Passage to read.
* START *
Politicians patronise these areas because they are significant vote banks: Sharma estimated that each unauthorised settlement had close to 4,000 voters, and a good number of them exercise their franchise. In the city’s new residences, he said, “the voting percentage is only 20 to 25 percent, whereas in unauthorised colonies and villages it is up to 80 percent.” He added, “The latter don’t even get potable drinking water from the government. The people on the other side get swayed by things like 2G corruption, but my loyal voters are in villages and unauthorised colonies.”
The close quarters, stark contrasts and lopsided power balance of these divided but interdependent cities all feed into the underlying social tension in Gurgaon, where the battles that determine how the city rises or sprawls are waged plot by plot and sector by sector. Last monsoon I met Ashok Kumar Yadav, a former wrestler and MCG councillor of a ward that includes his village, Wazirabad, which supported him in the new Corporation’s first elections in 2011, as well as several residential high-rises. He sat on a plastic chair in front of his house, near a billboard with his name, photo and designation on it.
Yadav’s plot, on which he continues to grow fodder for cattle in one corner, is set a little apart from Wazirabad village and flanked on one side by apartment blocks. Since 1984, when the state acquired land in the area, he has been fighting HUDA in court to keep his holdings. Nearby, some old men were huddled around a game of cards and a hookah, but eventually came over to talk to us. “All our village land was acquired leaving us nothing, not even the village roads,” one of them, Sonaraan, said. The landholdings were small and HUDA did not pay much for them: “Kaudiyon ka bhaav paise diya hai—ek sau chhe rupaiya gaj. Jungle hamara mufat mein gaya hai.” (They gave us cowrie money: Rs 106 per gaj—about nine square feet. Our jungle went for nothing.)
“We just live on rents and play taash (cards),” another man, Ranbir Singh, said. “Our children didn’t get jobs in the big companies that came up, not even a guard’s job. Rents are our only source of income. We’re as good as dead.” Another man teased him, saying, “Don’t talk too much or you’ll end up in jail.” His voice was tinged with suspicion.
Yadav opened up after a while. “We used to build a mud dam and store water coming down from the hills, but now it all goes into the sewer,” he said. He pointed toward the buildings nearby—part of a privately built residential township called Ardee City, which was established in 2009. “You see that building there? It used to be our pond,” he said. Meanwhile, some of Ardee City’s residents have complained about the condition of their roads and flooding in their park—even taking to the streets to protest against builder Ardee Infrastructure in May last year, after they were asked to pony up Rs 17,000 per flat for a new security system for the elevators.
* END *
What is expected. Please give the amount per gaj that HUDA paid for the village land, according to the Gurgaon passage.

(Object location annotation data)
* START *
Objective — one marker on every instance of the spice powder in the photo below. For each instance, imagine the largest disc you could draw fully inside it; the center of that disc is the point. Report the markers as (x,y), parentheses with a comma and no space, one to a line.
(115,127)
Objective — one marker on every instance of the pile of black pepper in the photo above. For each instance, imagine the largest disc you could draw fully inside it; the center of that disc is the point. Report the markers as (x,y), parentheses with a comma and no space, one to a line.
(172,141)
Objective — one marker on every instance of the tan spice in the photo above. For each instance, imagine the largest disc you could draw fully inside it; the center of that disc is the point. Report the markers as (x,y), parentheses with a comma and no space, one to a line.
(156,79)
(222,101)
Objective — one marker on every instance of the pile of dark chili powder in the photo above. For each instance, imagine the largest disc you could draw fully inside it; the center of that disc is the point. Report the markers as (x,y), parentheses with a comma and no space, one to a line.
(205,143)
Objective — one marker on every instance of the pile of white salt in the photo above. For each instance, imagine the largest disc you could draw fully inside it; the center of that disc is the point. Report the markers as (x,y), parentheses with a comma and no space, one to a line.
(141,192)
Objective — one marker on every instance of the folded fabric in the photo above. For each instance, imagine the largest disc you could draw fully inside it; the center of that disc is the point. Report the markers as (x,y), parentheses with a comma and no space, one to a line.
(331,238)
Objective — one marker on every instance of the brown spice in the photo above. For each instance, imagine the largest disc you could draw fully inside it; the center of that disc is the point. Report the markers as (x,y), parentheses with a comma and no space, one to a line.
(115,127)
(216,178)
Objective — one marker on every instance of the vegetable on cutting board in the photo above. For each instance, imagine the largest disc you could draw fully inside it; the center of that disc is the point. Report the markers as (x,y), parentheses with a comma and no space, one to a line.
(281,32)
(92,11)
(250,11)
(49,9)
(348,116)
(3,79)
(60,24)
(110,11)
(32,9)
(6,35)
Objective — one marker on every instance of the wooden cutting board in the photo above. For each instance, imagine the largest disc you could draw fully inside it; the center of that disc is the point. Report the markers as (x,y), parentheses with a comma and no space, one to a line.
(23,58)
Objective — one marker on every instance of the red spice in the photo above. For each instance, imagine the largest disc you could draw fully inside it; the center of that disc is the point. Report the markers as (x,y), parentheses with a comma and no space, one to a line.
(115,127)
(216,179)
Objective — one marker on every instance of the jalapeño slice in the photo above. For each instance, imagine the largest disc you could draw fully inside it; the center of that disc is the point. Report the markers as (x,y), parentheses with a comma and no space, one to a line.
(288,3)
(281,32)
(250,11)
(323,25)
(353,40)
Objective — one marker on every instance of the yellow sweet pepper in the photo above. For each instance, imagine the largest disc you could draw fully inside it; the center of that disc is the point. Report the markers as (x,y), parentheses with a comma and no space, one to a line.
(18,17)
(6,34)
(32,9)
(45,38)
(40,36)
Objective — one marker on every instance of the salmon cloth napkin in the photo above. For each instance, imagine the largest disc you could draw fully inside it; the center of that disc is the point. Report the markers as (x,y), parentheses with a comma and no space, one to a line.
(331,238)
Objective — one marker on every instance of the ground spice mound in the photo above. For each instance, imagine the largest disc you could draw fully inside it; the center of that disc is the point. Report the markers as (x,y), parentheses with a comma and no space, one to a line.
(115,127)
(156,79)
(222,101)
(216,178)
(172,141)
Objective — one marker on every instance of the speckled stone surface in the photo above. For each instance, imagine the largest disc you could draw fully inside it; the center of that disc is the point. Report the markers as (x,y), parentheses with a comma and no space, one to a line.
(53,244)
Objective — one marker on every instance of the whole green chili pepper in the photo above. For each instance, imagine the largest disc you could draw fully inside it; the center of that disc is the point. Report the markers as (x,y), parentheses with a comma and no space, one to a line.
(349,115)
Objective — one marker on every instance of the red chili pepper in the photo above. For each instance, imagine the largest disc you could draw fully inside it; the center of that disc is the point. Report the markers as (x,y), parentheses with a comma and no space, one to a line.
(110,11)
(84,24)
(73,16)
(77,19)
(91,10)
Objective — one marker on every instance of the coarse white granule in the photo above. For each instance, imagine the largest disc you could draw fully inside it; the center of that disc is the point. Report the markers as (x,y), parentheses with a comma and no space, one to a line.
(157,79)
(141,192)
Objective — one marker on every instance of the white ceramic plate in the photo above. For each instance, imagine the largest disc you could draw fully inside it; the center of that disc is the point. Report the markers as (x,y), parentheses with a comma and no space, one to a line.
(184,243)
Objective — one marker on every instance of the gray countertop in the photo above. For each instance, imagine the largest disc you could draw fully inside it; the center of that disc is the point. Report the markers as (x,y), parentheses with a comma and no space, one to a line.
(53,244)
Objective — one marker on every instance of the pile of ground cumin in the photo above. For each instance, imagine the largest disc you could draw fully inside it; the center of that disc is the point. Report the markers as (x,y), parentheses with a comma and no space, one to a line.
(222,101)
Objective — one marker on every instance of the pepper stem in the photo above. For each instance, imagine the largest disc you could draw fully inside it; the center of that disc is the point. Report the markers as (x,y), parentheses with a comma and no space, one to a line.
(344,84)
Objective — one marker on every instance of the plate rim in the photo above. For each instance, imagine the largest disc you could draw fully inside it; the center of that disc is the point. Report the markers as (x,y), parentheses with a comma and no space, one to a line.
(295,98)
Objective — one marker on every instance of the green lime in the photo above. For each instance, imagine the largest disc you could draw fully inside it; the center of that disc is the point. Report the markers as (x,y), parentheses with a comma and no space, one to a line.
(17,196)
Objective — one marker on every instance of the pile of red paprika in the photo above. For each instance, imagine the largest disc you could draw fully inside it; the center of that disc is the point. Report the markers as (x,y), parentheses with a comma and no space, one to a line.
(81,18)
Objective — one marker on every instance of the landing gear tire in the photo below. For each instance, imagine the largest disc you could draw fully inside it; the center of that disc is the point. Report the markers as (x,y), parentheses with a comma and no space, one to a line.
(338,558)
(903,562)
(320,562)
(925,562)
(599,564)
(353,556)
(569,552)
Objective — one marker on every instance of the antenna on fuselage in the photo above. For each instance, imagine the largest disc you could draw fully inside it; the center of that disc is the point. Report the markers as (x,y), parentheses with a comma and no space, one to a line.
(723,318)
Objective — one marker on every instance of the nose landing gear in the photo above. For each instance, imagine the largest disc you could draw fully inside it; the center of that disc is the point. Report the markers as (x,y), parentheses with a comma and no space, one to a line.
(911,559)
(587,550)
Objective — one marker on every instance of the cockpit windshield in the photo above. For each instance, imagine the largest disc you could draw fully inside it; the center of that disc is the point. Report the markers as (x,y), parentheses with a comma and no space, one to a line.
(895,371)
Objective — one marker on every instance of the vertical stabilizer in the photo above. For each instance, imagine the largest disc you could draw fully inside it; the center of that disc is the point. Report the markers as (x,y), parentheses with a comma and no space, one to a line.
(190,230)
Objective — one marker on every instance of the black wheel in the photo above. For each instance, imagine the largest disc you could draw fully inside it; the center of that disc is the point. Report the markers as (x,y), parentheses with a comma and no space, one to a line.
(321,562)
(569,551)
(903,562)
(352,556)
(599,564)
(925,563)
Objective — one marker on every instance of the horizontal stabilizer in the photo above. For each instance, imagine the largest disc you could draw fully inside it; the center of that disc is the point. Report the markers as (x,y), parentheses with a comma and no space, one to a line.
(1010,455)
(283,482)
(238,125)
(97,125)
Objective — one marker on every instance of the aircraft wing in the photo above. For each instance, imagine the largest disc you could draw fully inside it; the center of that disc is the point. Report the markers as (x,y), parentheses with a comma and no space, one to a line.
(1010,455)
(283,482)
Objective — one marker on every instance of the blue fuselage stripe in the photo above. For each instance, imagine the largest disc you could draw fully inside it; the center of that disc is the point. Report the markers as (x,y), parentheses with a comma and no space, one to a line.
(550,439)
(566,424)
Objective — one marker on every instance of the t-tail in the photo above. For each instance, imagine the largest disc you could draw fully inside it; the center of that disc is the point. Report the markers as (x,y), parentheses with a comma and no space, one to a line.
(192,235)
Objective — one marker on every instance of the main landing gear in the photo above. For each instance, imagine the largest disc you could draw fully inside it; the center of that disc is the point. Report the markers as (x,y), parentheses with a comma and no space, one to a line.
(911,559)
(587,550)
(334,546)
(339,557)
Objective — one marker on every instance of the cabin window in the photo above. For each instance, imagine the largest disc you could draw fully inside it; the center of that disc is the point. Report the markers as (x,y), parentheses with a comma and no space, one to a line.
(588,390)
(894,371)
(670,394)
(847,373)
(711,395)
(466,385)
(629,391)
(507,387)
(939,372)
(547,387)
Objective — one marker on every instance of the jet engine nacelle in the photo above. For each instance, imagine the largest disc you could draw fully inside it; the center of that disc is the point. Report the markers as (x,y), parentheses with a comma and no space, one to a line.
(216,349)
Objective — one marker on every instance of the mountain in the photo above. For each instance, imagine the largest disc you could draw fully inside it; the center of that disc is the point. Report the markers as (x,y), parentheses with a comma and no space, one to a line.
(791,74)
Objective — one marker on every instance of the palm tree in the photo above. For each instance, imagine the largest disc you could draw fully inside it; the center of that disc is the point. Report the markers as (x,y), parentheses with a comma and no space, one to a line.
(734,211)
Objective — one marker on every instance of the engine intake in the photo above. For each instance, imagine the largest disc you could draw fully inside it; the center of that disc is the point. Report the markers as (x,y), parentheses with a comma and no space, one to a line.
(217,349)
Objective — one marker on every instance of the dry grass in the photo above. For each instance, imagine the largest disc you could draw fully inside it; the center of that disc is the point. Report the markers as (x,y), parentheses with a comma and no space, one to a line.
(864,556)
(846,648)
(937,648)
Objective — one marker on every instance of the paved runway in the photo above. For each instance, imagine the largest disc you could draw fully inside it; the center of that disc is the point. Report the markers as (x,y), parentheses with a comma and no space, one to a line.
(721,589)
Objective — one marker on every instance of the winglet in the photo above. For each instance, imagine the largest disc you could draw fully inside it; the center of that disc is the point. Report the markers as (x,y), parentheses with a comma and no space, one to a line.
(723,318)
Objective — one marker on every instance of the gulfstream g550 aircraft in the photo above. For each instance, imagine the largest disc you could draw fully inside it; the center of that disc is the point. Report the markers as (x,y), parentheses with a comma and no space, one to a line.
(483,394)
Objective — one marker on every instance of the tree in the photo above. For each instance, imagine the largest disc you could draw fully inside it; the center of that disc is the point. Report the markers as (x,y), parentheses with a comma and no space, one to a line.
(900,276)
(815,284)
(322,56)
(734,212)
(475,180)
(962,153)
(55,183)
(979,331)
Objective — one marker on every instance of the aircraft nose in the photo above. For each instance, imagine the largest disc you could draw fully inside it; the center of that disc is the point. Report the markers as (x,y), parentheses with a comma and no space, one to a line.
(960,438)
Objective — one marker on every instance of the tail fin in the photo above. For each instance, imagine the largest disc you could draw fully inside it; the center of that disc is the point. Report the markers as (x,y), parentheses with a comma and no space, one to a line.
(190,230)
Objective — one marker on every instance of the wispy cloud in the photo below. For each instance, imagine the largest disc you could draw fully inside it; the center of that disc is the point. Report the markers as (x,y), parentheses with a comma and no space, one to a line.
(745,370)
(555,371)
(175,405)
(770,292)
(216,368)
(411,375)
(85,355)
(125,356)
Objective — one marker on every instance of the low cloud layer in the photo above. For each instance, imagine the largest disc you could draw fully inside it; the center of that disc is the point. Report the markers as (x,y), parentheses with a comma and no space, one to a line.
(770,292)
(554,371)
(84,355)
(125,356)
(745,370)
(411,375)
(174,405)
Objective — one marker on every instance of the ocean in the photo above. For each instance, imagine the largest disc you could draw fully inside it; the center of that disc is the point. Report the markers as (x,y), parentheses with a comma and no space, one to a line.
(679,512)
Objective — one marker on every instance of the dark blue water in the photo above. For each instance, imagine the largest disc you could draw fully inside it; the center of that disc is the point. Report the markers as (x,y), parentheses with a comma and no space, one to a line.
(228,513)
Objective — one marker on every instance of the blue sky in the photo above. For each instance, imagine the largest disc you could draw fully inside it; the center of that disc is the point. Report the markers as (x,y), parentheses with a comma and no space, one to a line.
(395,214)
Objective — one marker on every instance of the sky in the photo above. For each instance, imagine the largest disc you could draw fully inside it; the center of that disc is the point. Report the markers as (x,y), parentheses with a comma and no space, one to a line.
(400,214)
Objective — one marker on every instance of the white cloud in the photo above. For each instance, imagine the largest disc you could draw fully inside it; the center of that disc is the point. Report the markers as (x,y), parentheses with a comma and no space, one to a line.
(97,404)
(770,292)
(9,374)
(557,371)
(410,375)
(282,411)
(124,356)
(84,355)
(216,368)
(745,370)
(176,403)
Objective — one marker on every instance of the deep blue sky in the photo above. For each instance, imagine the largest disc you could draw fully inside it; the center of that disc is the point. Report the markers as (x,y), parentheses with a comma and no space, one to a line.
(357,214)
* END *
Solution to this exercise. Rs 106 per gaj